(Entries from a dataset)
__________

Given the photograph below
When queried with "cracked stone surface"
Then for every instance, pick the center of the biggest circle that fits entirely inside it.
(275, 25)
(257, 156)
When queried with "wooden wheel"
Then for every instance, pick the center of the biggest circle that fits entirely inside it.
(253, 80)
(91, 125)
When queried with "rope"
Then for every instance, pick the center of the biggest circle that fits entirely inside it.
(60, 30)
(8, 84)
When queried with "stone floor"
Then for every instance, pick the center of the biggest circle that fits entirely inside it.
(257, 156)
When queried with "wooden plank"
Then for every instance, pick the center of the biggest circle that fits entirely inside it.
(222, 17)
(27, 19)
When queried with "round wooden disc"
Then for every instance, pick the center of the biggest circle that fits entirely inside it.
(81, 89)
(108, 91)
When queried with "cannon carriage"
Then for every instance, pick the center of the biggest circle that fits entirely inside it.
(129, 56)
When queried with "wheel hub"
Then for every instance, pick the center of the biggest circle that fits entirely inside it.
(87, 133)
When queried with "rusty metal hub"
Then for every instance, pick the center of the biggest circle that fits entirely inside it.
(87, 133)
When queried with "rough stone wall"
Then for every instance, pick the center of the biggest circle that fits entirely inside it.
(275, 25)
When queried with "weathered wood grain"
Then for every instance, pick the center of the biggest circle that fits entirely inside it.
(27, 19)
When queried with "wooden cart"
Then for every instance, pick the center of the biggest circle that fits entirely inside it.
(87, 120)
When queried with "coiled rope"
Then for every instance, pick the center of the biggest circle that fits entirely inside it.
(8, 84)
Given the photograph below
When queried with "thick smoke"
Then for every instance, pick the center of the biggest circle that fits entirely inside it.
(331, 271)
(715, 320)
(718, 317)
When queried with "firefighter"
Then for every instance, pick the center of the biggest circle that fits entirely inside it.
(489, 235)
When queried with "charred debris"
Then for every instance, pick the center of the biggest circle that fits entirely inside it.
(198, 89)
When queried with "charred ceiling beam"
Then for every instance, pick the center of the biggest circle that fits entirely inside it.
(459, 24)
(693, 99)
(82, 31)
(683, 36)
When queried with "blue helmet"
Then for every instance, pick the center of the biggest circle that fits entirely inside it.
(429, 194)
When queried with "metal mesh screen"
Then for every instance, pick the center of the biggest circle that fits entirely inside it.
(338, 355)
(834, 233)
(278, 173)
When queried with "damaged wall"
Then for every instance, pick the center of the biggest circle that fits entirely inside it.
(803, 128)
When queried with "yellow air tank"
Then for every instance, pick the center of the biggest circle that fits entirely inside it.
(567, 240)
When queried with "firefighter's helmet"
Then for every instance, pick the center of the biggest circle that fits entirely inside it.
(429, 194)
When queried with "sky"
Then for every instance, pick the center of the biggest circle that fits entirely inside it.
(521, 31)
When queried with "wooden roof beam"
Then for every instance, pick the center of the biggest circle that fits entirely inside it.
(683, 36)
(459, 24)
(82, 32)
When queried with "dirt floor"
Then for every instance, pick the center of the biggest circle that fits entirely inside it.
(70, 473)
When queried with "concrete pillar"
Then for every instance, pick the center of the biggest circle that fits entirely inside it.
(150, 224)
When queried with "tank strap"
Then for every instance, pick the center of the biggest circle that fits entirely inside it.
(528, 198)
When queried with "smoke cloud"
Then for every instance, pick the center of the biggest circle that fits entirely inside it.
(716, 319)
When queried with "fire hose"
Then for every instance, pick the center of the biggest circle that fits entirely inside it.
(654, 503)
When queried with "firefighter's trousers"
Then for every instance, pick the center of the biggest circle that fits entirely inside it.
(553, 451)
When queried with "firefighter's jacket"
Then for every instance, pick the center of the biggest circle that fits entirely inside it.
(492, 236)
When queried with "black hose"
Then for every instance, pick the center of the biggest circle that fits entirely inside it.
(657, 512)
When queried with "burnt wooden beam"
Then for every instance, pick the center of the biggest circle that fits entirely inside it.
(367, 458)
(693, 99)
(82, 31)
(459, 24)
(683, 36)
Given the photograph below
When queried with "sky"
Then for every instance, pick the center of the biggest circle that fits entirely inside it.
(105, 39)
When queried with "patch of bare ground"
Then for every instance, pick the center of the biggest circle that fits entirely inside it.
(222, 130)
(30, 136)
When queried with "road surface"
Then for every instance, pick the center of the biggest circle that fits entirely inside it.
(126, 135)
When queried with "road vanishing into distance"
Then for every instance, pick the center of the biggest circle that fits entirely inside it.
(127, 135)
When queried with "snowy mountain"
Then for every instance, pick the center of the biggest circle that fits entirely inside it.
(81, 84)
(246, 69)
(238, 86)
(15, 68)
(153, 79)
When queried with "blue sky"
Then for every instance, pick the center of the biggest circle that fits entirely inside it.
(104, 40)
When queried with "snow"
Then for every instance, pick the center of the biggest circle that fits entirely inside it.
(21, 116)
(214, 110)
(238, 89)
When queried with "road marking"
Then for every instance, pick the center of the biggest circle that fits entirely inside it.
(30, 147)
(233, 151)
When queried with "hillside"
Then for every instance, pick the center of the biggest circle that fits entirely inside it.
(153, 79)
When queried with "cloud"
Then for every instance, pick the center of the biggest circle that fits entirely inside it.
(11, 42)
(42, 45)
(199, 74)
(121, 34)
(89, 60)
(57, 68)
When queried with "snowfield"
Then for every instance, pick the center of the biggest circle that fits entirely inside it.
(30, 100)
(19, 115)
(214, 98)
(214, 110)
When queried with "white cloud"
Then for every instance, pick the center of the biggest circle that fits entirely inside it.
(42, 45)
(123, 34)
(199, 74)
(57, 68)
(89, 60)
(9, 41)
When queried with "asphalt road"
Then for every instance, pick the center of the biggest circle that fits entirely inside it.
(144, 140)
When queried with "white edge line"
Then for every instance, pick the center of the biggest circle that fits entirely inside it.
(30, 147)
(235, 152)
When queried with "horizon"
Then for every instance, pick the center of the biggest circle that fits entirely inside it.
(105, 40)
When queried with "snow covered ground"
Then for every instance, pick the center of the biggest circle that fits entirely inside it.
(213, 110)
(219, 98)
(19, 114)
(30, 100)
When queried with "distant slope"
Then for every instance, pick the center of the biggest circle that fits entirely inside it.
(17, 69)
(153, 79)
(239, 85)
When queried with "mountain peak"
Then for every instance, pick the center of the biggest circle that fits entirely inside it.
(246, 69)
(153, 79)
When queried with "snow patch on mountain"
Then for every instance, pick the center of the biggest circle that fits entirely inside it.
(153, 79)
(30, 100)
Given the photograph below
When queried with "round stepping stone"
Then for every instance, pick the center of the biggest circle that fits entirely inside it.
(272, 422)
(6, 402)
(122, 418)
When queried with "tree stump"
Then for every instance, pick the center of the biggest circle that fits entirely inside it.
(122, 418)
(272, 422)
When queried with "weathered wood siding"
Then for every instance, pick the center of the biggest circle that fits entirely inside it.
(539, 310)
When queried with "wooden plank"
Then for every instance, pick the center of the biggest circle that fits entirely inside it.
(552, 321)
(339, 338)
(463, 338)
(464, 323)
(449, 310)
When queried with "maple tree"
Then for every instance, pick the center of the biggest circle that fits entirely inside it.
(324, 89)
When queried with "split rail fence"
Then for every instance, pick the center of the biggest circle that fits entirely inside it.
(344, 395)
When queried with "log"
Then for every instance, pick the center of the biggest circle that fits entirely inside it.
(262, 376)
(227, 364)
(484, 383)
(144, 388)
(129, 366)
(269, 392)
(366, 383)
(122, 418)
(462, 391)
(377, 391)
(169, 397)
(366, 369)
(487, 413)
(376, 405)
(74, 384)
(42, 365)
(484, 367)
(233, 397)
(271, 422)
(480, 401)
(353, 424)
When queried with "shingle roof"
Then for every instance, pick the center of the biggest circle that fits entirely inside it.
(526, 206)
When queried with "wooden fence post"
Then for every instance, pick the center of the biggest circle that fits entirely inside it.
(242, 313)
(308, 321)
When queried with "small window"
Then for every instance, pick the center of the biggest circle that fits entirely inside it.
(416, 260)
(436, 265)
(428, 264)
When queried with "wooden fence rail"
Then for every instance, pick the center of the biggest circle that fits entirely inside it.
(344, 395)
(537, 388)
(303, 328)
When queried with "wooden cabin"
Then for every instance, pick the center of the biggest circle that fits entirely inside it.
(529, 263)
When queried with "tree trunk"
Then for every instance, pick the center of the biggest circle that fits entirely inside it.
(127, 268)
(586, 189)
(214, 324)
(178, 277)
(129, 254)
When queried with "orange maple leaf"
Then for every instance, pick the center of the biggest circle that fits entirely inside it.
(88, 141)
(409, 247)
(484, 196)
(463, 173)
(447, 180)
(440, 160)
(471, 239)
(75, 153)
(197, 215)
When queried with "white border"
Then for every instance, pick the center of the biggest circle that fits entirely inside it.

__________

* [What is asked]:
Which lines in the entries above contain the word "surface"? Identify and copy each one, treating uppercase and lowercase as different.

* [Written reply]:
When queried with "cracked stone surface"
When queried with "road surface"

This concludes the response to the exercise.